| WHAT IS EXPECTED |
Copy each of the entries below faithfully, setting aside any pictures.

| EXTRACTED INFORMATION |

****************

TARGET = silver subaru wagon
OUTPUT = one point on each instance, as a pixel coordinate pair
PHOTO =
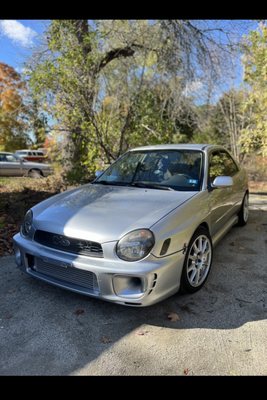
(142, 230)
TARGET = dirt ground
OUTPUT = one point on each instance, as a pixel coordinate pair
(220, 330)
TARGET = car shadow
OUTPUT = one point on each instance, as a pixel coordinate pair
(50, 331)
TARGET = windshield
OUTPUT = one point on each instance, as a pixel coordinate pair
(158, 169)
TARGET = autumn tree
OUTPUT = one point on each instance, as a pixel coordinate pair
(12, 109)
(97, 79)
(254, 136)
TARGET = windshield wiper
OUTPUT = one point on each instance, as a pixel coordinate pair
(103, 182)
(150, 185)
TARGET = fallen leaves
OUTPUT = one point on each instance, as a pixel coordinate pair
(17, 195)
(173, 317)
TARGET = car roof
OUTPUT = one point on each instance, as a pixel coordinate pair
(182, 146)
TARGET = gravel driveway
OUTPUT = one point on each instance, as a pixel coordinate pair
(221, 330)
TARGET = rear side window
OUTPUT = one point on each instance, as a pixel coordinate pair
(221, 164)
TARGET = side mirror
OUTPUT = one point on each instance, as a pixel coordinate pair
(98, 173)
(222, 182)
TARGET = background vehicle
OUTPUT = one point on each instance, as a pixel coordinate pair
(31, 155)
(13, 165)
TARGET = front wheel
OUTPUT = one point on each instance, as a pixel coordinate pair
(197, 263)
(243, 213)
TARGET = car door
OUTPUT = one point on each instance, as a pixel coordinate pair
(220, 199)
(10, 166)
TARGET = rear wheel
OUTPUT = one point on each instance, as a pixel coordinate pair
(197, 263)
(35, 173)
(243, 213)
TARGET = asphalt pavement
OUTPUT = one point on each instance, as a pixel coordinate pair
(220, 330)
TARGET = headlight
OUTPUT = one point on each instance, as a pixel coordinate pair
(135, 245)
(27, 223)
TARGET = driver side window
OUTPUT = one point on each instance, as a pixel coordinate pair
(10, 158)
(216, 167)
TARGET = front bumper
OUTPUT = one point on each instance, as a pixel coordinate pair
(139, 283)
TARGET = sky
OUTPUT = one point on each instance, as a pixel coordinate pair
(19, 37)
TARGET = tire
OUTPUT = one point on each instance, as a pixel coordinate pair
(191, 279)
(243, 213)
(35, 173)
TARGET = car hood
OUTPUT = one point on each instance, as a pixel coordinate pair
(105, 213)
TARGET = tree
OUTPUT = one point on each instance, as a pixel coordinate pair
(12, 109)
(97, 79)
(254, 136)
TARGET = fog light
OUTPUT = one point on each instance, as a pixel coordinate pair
(128, 286)
(17, 256)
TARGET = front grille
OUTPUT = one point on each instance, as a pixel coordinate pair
(79, 278)
(68, 244)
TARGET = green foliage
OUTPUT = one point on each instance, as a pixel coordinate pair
(254, 136)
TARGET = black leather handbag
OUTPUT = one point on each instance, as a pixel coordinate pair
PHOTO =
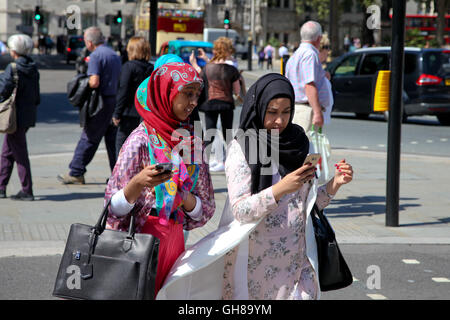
(334, 272)
(103, 264)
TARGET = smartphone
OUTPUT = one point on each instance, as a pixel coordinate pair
(312, 158)
(165, 167)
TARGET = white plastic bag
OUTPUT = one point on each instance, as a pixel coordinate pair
(320, 144)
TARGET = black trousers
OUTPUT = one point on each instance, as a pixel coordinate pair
(126, 126)
(97, 127)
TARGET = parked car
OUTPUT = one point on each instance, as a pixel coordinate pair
(183, 48)
(426, 81)
(75, 45)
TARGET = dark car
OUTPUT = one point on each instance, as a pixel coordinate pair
(426, 81)
(75, 45)
(184, 48)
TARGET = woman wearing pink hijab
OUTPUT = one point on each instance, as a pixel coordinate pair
(163, 203)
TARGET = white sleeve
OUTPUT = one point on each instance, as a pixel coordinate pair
(119, 204)
(196, 213)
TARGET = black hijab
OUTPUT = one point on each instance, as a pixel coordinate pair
(293, 144)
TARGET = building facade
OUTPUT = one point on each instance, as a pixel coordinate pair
(60, 17)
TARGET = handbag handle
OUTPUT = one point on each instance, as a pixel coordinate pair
(15, 75)
(100, 226)
(314, 129)
(324, 221)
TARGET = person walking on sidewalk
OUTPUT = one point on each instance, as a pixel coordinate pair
(222, 81)
(163, 203)
(307, 76)
(134, 71)
(103, 70)
(27, 99)
(265, 247)
(282, 260)
(269, 51)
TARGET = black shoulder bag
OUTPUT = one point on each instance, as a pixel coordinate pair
(103, 264)
(334, 272)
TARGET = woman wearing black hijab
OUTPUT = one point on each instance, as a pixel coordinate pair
(279, 259)
(264, 247)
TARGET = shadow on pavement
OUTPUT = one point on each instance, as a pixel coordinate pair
(363, 206)
(71, 196)
(441, 221)
(379, 118)
(55, 108)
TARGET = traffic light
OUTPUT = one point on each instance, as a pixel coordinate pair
(37, 15)
(118, 17)
(226, 19)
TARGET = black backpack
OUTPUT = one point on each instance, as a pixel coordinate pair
(78, 90)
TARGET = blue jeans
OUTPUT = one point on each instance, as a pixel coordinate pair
(96, 128)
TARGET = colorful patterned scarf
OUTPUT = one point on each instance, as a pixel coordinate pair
(153, 102)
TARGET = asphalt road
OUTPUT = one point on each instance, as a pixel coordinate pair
(57, 131)
(58, 128)
(406, 272)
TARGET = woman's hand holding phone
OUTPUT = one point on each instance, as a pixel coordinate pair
(148, 177)
(293, 181)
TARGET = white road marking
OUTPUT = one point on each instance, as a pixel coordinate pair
(376, 296)
(440, 279)
(411, 261)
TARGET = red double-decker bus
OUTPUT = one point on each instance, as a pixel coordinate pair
(427, 23)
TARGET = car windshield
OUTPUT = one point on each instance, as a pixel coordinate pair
(77, 42)
(437, 63)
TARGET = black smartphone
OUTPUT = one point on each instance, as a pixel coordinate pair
(165, 167)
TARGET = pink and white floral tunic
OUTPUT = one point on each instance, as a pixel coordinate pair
(278, 267)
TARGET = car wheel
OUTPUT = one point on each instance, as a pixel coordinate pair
(362, 116)
(386, 116)
(444, 119)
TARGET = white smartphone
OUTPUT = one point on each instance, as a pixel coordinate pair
(312, 158)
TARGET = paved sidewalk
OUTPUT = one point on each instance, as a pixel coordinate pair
(357, 213)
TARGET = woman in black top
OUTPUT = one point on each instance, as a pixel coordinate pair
(27, 99)
(222, 80)
(134, 71)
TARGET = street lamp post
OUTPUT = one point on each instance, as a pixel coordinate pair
(395, 113)
(153, 25)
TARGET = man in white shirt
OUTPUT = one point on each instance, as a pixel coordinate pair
(282, 51)
(307, 76)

****************

| RESULT OF THIS EXERCISE |
TARGET = silver subaru wagon
OUTPUT = one point on each instance, as a pixel coordinate pair
PHOTO =
(142, 230)
TARGET = dirt ground
OUTPUT = one point on each instance, as a pixel coordinate pair
(220, 330)
TARGET = car shadow
OUTPUT = one point on each instance, as a pixel coordinate pair
(50, 331)
TARGET = windshield
OUTPUT = one point on each instance, as a pixel coordinate pair
(158, 169)
TARGET = autumn tree
OUTPUT = one point on each instance, as a pixel coordinate pair
(12, 109)
(97, 79)
(254, 136)
TARGET = windshield wiper
OUTPUT = one point on each instance, as a pixel coordinate pair
(103, 182)
(150, 185)
TARGET = fallen leaves
OUTPUT = one point on each instance, as a pixel coordinate pair
(17, 195)
(173, 317)
TARGET = car roof
OUTPUT = one point on each instance, as a pixel coordinate pair
(182, 146)
TARGET = gravel driveway
OUTPUT = one point on each instance, as a pixel coordinate pair
(221, 330)
TARGET = rear side window
OUTPUT = one point on each instance, as a pixel coordinate pair
(221, 164)
TARGET = side mirror
OUTPUT = one point on each instance, as a pixel coordinate pair
(98, 173)
(222, 182)
TARGET = background vehicle
OUTPUT = one point on each instance, as a pixel coordinate pair
(31, 155)
(13, 165)
TARGET = front wheel
OUTPUT = one point on each instance, as a pixel coordinate pair
(197, 263)
(243, 213)
TARGET = car door
OUTPUT = one point on each instance, as a pixel coordinate pair
(220, 199)
(10, 166)
TARGET = rear wheel
OUTPUT = one point on each instance, as a pixel coordinate pair
(197, 263)
(35, 173)
(243, 213)
TARGET = asphalt pavement
OUTPUT = one point on each instance, as a pixel coordinate pair
(220, 330)
TARGET = headlight
OUTPUT = one point on each instance, as a pixel coordinate pair
(135, 245)
(27, 223)
TARGET = driver side window
OUTPUT = one point on each instance, as a pixel coordinate pair
(10, 158)
(216, 167)
TARGET = front bumper
OUTPUT = one point on each instance, as a pixel coordinate pair
(139, 283)
TARGET = sky
OUTPUT = one point on each instance, as a pixel coordinate pair
(19, 37)
TARGET = tire
OUTPUT = one point on each instance, as a pixel coordinate pair
(191, 279)
(243, 213)
(35, 173)
TARGET = car hood
OUTPUT = one point on each instance, as a pixel coordinate pair
(105, 213)
TARGET = tree
OUTPUT = one point on each instance, as a pixel coordinate pair
(12, 109)
(97, 79)
(254, 136)
TARGET = fog light
OUTPUT = one point on each instance, as a pixel coordinate pair
(128, 286)
(17, 256)
TARGET = front grille
OUTPUT = one point on each instance, as a pixel coordinate pair
(79, 278)
(68, 244)
TARGET = green foliage
OUTPUT = one point on each instance, as a pixel coordinate pair
(254, 136)
TARGET = black leather handbag
OUTPUT = one point on each instance, as a pixel coordinate pair
PHOTO =
(334, 272)
(103, 264)
TARGET = smartphone
OUTPUT = one point on each instance, as a pixel coordinate pair
(312, 158)
(165, 167)
TARGET = white plastic bag
OUTPUT = one point on each instance, as a pixel coordinate pair
(320, 144)
TARGET = black trousers
OUTPUT = one point on each instance, as a pixel coordinate pair
(126, 126)
(97, 127)
TARGET = parked car
OUTPUT = one point on each instance, as a pixel coordinate pair
(183, 48)
(426, 81)
(75, 45)
TARGET = dark car
OUTPUT = one point on each instance, as a pixel coordinate pair
(426, 81)
(75, 45)
(184, 48)
TARGET = woman wearing pink hijab
OUTPUT = one point on each instance, as a pixel coordinate pair
(163, 203)
TARGET = white sleeve
OUTPUT = one point on each instance, as a pixel coordinate pair
(119, 204)
(196, 213)
TARGET = black hijab
OUTPUT = one point on each instance, as a pixel coordinate pair
(293, 144)
TARGET = building facade
OUTPUT = one point on each instance, as a pixel coordinate pair
(60, 17)
TARGET = handbag handle
OUTPUT = one point on each instance, as a pixel coordinate pair
(15, 75)
(100, 226)
(314, 129)
(324, 221)
TARGET = person walking on sidewalk
OUTPUT = one point on each instance, as a pixel coordinate pair
(222, 81)
(163, 203)
(307, 76)
(134, 71)
(103, 70)
(27, 99)
(265, 247)
(282, 260)
(269, 51)
TARGET = black shoulder bag
OUTPUT = one point on each instance, as a pixel coordinate pair
(103, 264)
(334, 272)
TARGET = woman wearing black hijab
OUTPUT = one point on each instance, as a pixel coordinate pair
(279, 259)
(264, 247)
TARGET = shadow on pavement
OUTPUT = one point on each instance, as a pixel coordinate pair
(363, 206)
(71, 196)
(441, 221)
(379, 118)
(55, 108)
TARGET = traffic light
OUTPUT = one point on each instance, as a pixel coordinate pair
(37, 15)
(118, 17)
(226, 19)
TARGET = black backpack
OUTPUT = one point on each instance, as a pixel coordinate pair
(78, 90)
TARGET = blue jeans
OUTPUT = one point on each instance, as a pixel coordinate pair
(96, 128)
TARGET = colorful patterned scarf
OUTPUT = one point on each instance, as a pixel coordinate pair
(153, 102)
TARGET = asphalt road
OUTPUT = one point on each instance, as a pixel coordinate pair
(57, 131)
(58, 128)
(406, 272)
TARGET = woman's hand holding phone
OUTPUT = one point on each instance, as a pixel coordinate pair
(148, 177)
(293, 181)
TARGET = white road marking
OUTPUT = one point on each instance, as a pixel coordinate pair
(376, 296)
(440, 279)
(411, 261)
TARGET = red double-decker bus
OUTPUT = one point on each instance, as a pixel coordinate pair
(427, 23)
TARGET = car windshield
OUTPUT = one point on each instance, as a pixel coordinate pair
(77, 42)
(437, 63)
TARGET = black smartphone
OUTPUT = one point on each instance, as a pixel coordinate pair
(165, 167)
TARGET = pink and white floral tunic
OUTPUT = one point on each instance, as a pixel coordinate pair
(278, 267)
TARGET = car wheel
OUTPUT = one point on each instance, as a pixel coordinate pair
(362, 116)
(386, 116)
(444, 119)
TARGET = white smartphone
OUTPUT = one point on each instance, as a pixel coordinate pair
(312, 158)
TARGET = paved sidewalk
OUTPUT = one point on each instance, as a pixel coordinate pair
(357, 213)
TARGET = woman in black top
OUTPUT = one point on each instance, as a pixel coordinate pair
(27, 99)
(222, 80)
(134, 71)
TARGET = street lamp post
OUTPUT = one point on each instance, as a pixel coordinate pair
(395, 113)
(153, 25)
TARGET = man in white shirt
OUTPUT = one point on each instance, as a pixel coordinate pair
(282, 51)
(307, 76)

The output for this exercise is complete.